→ Activity list:
1. Copy, word for word, the part of the text on InVivo's Neuro-Spinal Scaffold that opens with the words containing "InVivo said its" and closes with "for the trial.".
2. List the modules that make up the HDE modular shell described in the text on InVivo's Neuro-Spinal Scaffold.

[Text block Boundary: Start]

The modular HDE review process is based on individual sections that constitute a complete HDE submission when all have been submitted, and allows for separate review and more timely feedback to aid in resolving potential deficiencies earlier on in the review process.
“InVivo’s regulatory approach centers on efficiency and swiftness to market. We expect to submit and receive acceptance of the preclinical module by the end of this year and plan to submit the manufacturing and clinical modules in 2017,” CEO Mark Perrin said in a press release.
InVivo said its HDE modular shell for the Neuro-Spinal Scaffold is composed of 3 modules, including a preclinical study module, manufacturing module and clinical data module. The submission of the final module triggers a 75-day HDE review clock, the company said.
Yesterday, InVivo said the FDA approved a protocol amendment for its Inspire study examining the benefit of its Neuro-Spinal Scaffold for treating patients with complete thoracic AIS A spinal cord injuries, establishing objective performance criterion for the trial.
The newly set OPC for the trial is defined as 25% more of the patients in the study demonstrating an improvement of at least one ASIA Impairment Scale grade at 6 months after implantation, the Cambridge, Mass.-based company said. An OPC is a measure used in clinical studies designed to demonstrate safety and benefit to support a Humanitarian Device Exemption.
The Inspire study is slated to enroll 20 patients with complete AIS A spinal cord injuries, and will require 5 patients enrolled in the trial to convert to another AIS grade by 6-months to reach the OPC.

[Text block Boundary: End]
[Dataset records Boundary: Start]

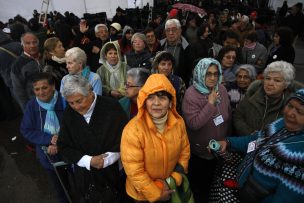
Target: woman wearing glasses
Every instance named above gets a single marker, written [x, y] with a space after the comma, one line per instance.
[113, 70]
[136, 78]
[206, 110]
[264, 100]
[227, 57]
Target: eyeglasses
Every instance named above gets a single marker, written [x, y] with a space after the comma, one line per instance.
[209, 74]
[230, 57]
[128, 86]
[171, 30]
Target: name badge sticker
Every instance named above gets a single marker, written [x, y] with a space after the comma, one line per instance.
[251, 146]
[218, 120]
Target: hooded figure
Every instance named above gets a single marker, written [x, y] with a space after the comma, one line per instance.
[113, 70]
[154, 144]
[206, 110]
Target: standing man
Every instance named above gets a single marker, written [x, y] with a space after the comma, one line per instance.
[177, 45]
[23, 69]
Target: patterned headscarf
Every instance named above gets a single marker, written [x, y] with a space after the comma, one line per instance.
[200, 72]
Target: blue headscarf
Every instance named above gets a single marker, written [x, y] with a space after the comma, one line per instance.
[51, 124]
[200, 73]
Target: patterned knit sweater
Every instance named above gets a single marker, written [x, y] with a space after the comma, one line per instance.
[278, 163]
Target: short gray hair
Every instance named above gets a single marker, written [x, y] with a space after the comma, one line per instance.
[101, 25]
[77, 55]
[76, 84]
[173, 21]
[286, 69]
[25, 34]
[140, 36]
[249, 68]
[139, 75]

[Dataset records Boundary: End]

→ Results:
1.
InVivo said its HDE modular shell for the Neuro-Spinal Scaffold is composed of 3 modules, including a preclinical study module, manufacturing module and clinical data module. The submission of the final module triggers a 75-day HDE review clock, the company said.
Yesterday, InVivo said the FDA approved a protocol amendment for its Inspire study examining the benefit of its Neuro-Spinal Scaffold for treating patients with complete thoracic AIS A spinal cord injuries, establishing objective performance criterion for the trial.

2.
- Preclinical study module
- Manufacturing module
- Clinical data module